##### DATASET EXTRACT
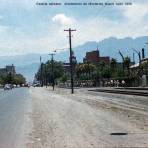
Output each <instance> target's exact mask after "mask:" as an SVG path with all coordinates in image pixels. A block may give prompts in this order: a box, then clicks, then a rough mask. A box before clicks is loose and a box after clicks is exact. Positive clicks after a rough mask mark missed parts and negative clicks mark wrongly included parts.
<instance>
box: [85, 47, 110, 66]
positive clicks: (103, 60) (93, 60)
mask: <svg viewBox="0 0 148 148" xmlns="http://www.w3.org/2000/svg"><path fill="white" fill-rule="evenodd" d="M83 62H84V63H86V62H90V63H94V64H97V63H101V62H104V63H105V64H106V65H109V64H110V57H109V56H106V57H101V56H100V52H99V50H98V49H97V50H94V51H91V52H87V53H86V56H85V58H84V59H83Z"/></svg>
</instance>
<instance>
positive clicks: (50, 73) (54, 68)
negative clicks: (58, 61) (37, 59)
mask: <svg viewBox="0 0 148 148" xmlns="http://www.w3.org/2000/svg"><path fill="white" fill-rule="evenodd" d="M45 65H46V66H45ZM53 65H54V66H53V67H54V68H53V73H54V74H53V75H54V79H55V80H56V79H59V78H60V77H62V76H63V74H64V67H63V63H62V62H58V61H54V63H53ZM45 68H46V69H45ZM41 75H42V77H41ZM35 77H36V80H38V81H43V83H44V84H45V83H46V82H48V83H52V82H53V80H52V61H51V60H49V61H47V62H46V63H45V64H43V66H42V69H41V67H40V68H39V70H38V72H37V73H36V75H35ZM45 80H46V82H45Z"/></svg>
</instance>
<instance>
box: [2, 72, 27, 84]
mask: <svg viewBox="0 0 148 148" xmlns="http://www.w3.org/2000/svg"><path fill="white" fill-rule="evenodd" d="M25 83H26V79H25V78H24V77H23V75H21V74H14V75H12V74H11V73H9V74H1V75H0V84H1V85H5V84H16V85H18V84H19V85H20V84H25Z"/></svg>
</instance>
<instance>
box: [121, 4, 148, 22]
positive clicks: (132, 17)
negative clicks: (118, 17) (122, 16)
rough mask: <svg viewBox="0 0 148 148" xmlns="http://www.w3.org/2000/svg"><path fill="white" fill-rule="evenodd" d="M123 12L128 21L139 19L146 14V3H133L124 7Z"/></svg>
mask: <svg viewBox="0 0 148 148" xmlns="http://www.w3.org/2000/svg"><path fill="white" fill-rule="evenodd" d="M123 14H124V16H125V17H127V18H128V19H129V20H130V21H141V20H143V18H144V17H145V16H146V15H148V4H147V3H144V4H142V3H134V4H133V5H132V6H129V7H124V8H123Z"/></svg>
##########
### WHAT THE TASK ASKS
Locate each line above that contains the string "rough" and copy those lines out. Case counts.

### RESULT FOR THIS EXERCISE
Output each <instance> target's exact mask after "mask:" as an SVG path with all coordinates in image pixels. A block may give prompts in this order: a box, then clicks, then a rough mask. A box before clicks is loose and a box after clicks is exact. Positive clicks after a rough mask mark missed parts and negative clicks mark wrongly included parts.
rough mask: <svg viewBox="0 0 148 148" xmlns="http://www.w3.org/2000/svg"><path fill="white" fill-rule="evenodd" d="M123 12L128 21L139 19L146 14V3H133L124 7Z"/></svg>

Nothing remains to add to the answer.